◆ BRANO DI TESTO:

Sarebbe stata proprio lei, la madre, Aminta Altamirano Guerrero, messicana di 33 anni, da due separata dal marito che vive in Germania, a uccidere nella notte tra domenica e lunedì ad Alcamo, nel Trapanese, il figlioletto di 5 anni, facendogli ingerire psicofarmaci.
Nell’abitazione in cui la donna viveva col figlio sarebbe stata trovata una lettera in cui, in termini molto confusi, la messicana dava disposizioni annunciando la morte propria e del figlio e chiedeva che non venisse eseguita l’autopsia sui loro corpi. Oltre alla lettera, nelle mani degli inquirenti c’è un altro elemento (allo stato non reso noto) che avvalorerebbe l’ipotesi investigativa dell’omicidio.
“Il racconto della donna – dice il procuratore capo di Trapani, Marcello Viola – ci è apparso sin da subito lacunoso e così, dopo l’acquisizione di alcuni elementi, abbiamo deciso il fermo”. L’indagata, che respinge ogni accusa, sostiene di avere trovato la mattina il figlio morto nel lettino. Gli inquirenti non credono alla versione fornita dalla donna, secondo la quale il bambino, eludendo la sua sorveglianza, ha assunto le medicine. Agli investigatori è apparso poco plausibile che il piccolo sia riuscito ad aprire la bottiglietta del farmaco, munita di un tappo che si può svitare solo con un’adeguata pressione.

◆ DATI ESTRATTI:
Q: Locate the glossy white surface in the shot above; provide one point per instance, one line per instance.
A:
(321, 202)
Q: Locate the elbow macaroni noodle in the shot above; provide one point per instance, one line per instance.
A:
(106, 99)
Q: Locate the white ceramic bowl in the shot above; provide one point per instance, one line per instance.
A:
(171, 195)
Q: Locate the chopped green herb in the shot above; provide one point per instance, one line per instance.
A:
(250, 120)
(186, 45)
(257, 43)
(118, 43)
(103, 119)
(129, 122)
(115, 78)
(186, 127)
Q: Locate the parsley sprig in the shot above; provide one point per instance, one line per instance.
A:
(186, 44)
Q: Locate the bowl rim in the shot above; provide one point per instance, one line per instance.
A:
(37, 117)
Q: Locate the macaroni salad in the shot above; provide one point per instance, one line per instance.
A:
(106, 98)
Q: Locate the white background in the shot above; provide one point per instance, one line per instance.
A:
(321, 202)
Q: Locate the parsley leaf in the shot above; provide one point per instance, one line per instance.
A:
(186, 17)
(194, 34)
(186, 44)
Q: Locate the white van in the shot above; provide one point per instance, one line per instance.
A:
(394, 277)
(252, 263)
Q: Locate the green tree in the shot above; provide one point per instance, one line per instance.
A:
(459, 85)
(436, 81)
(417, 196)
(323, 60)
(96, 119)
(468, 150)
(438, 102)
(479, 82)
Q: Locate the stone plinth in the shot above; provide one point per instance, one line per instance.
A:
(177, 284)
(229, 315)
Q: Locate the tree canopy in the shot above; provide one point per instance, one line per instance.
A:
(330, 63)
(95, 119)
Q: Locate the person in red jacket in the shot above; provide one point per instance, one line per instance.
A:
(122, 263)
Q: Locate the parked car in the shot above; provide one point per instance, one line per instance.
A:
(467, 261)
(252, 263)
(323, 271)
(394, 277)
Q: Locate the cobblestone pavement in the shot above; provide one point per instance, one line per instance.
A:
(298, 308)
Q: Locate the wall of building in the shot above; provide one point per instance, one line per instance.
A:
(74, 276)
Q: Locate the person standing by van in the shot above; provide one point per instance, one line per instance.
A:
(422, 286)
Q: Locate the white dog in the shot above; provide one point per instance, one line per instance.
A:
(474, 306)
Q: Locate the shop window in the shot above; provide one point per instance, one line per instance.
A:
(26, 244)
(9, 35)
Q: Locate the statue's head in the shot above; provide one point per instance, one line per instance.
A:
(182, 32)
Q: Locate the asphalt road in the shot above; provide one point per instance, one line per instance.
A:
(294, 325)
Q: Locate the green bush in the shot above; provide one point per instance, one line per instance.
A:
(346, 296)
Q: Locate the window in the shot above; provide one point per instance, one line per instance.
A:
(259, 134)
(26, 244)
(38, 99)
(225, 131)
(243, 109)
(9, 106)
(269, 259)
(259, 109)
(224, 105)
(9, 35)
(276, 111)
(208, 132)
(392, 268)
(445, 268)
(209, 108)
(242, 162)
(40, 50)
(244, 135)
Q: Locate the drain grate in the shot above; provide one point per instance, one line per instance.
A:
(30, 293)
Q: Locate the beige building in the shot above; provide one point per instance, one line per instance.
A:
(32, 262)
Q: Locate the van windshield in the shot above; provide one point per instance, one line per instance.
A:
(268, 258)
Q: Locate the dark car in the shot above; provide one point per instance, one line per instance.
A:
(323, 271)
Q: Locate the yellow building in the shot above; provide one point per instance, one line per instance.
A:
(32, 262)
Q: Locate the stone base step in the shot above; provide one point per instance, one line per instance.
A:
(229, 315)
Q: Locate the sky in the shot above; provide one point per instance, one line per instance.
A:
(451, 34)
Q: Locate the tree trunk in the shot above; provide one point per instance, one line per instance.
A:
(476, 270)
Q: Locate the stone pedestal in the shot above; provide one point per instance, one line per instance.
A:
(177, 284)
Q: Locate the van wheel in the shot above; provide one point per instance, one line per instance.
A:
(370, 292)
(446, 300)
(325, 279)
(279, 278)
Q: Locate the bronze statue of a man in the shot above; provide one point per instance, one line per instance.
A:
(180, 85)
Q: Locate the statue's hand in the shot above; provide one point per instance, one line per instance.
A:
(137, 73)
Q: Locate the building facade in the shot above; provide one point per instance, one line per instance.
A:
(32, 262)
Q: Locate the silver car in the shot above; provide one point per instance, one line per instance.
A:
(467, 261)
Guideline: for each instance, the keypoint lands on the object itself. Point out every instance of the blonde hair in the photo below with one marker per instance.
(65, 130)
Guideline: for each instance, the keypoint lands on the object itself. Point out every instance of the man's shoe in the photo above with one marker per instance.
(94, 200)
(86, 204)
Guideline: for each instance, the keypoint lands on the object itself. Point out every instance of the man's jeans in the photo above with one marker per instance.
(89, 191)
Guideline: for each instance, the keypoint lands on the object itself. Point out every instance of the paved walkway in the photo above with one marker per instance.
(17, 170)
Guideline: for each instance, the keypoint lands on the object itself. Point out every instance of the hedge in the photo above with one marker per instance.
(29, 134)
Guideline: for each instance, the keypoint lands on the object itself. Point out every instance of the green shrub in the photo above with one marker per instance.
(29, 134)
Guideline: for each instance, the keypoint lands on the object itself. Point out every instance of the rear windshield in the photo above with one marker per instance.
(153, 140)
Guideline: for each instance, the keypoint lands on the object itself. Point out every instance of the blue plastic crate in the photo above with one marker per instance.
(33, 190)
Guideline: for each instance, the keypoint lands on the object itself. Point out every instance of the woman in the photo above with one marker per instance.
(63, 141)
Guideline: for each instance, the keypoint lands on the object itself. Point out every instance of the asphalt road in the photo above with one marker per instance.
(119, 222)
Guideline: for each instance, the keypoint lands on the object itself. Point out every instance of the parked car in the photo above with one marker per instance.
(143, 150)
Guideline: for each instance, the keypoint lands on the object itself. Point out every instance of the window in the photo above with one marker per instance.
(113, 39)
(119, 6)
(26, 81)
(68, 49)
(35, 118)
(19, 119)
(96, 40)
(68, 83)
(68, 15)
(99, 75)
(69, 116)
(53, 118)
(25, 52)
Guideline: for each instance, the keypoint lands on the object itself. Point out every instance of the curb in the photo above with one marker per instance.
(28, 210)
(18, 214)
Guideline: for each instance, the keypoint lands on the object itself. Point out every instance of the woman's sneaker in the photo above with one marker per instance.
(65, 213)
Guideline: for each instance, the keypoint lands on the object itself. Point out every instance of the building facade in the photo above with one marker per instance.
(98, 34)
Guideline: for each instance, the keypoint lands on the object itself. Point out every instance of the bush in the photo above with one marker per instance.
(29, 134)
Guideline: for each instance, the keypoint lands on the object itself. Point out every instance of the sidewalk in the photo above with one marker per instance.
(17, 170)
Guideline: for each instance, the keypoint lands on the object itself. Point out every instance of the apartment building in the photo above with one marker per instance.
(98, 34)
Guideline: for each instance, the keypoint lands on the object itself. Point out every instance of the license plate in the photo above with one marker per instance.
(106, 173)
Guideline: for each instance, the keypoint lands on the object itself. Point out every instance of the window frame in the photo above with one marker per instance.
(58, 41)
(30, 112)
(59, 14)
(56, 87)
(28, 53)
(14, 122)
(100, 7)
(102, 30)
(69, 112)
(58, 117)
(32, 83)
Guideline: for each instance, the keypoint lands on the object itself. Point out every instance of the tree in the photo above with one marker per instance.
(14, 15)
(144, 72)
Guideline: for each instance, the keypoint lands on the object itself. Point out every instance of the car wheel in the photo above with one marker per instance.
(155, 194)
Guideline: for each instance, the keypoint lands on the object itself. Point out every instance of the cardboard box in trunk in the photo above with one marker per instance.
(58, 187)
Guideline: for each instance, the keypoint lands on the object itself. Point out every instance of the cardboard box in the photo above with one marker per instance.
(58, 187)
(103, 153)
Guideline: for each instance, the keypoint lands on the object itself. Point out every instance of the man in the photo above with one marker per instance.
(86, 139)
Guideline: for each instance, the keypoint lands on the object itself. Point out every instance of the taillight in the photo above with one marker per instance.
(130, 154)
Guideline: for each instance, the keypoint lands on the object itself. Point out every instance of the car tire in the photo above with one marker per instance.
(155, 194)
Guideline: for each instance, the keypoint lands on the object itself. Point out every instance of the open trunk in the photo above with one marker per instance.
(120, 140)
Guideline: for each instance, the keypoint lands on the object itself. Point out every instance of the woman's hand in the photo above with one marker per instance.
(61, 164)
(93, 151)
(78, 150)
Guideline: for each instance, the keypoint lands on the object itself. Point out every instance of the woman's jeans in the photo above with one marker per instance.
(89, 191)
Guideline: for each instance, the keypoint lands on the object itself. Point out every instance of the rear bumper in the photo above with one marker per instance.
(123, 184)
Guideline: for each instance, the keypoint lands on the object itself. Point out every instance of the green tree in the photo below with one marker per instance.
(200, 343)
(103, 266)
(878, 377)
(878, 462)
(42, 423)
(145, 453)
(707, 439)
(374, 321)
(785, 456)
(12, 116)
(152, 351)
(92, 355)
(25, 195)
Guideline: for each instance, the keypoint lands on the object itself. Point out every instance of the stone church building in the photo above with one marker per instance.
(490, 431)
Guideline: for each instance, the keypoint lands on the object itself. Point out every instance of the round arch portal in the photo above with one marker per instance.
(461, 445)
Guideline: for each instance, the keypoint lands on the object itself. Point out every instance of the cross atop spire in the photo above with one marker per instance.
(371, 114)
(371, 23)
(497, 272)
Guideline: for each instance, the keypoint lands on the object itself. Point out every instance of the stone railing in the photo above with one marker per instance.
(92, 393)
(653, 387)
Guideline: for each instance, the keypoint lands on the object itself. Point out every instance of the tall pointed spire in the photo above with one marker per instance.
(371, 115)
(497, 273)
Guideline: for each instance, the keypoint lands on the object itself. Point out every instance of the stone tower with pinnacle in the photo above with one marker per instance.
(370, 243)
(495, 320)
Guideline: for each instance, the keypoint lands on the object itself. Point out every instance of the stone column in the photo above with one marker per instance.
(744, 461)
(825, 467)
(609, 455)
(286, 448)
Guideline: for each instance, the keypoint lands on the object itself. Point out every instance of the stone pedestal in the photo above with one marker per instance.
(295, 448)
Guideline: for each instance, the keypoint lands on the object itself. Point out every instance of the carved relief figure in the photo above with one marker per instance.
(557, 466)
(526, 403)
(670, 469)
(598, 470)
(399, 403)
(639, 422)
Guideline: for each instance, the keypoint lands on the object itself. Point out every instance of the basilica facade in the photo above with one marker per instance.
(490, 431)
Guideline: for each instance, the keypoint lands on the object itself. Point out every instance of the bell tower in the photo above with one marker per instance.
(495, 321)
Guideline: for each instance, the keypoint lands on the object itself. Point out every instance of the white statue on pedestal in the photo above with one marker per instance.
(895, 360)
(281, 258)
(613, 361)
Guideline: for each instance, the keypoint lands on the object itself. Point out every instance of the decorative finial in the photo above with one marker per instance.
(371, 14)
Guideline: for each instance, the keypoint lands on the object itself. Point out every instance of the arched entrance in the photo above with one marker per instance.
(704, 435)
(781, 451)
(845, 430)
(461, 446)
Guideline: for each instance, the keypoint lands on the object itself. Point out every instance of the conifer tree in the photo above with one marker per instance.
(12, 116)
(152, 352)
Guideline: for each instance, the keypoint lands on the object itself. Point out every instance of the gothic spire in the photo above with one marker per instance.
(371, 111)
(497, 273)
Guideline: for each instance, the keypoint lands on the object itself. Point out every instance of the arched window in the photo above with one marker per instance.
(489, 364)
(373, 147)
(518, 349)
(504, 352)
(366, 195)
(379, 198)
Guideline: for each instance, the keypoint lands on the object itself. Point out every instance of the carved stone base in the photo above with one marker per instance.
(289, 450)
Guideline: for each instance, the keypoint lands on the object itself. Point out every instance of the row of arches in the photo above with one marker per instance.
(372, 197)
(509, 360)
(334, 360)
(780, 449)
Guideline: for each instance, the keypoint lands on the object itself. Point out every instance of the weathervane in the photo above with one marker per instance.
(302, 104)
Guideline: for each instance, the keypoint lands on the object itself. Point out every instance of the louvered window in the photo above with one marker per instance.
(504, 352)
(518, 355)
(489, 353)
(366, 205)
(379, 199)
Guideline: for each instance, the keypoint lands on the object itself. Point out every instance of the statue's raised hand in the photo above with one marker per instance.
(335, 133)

◆ COMPLETA QUANTO SEGUE:
(a) Trascrivi dall'articolo sul caso di Alcamo il tratto compreso tra "Nell’abitazione in cui" e "l’ipotesi investigativa dell’omicidio.", entrambi inclusi.
(b) Rispondi a queste domande in base all'articolo sul caso di Alcamo:
(i) Quanti anni aveva il bambino?
(ii) Che cosa chiedeva la lettera trovata nell'abitazione a proposito dei corpi?
(iii) Chi è il procuratore capo di Trapani?

◆ ESERCIZI SVOLTI:
(a)
Nell’abitazione in cui la donna viveva col figlio sarebbe stata trovata una lettera in cui, in termini molto confusi, la messicana dava disposizioni annunciando la morte propria e del figlio e chiedeva che non venisse eseguita l’autopsia sui loro corpi. Oltre alla lettera, nelle mani degli inquirenti c’è un altro elemento (allo stato non reso noto) che avvalorerebbe l’ipotesi investigativa dell’omicidio.

(b)
(i) 5 anni.
(ii) Che non venisse eseguita l'autopsia sui corpi della donna e del figlio.
(iii) Marcello Viola.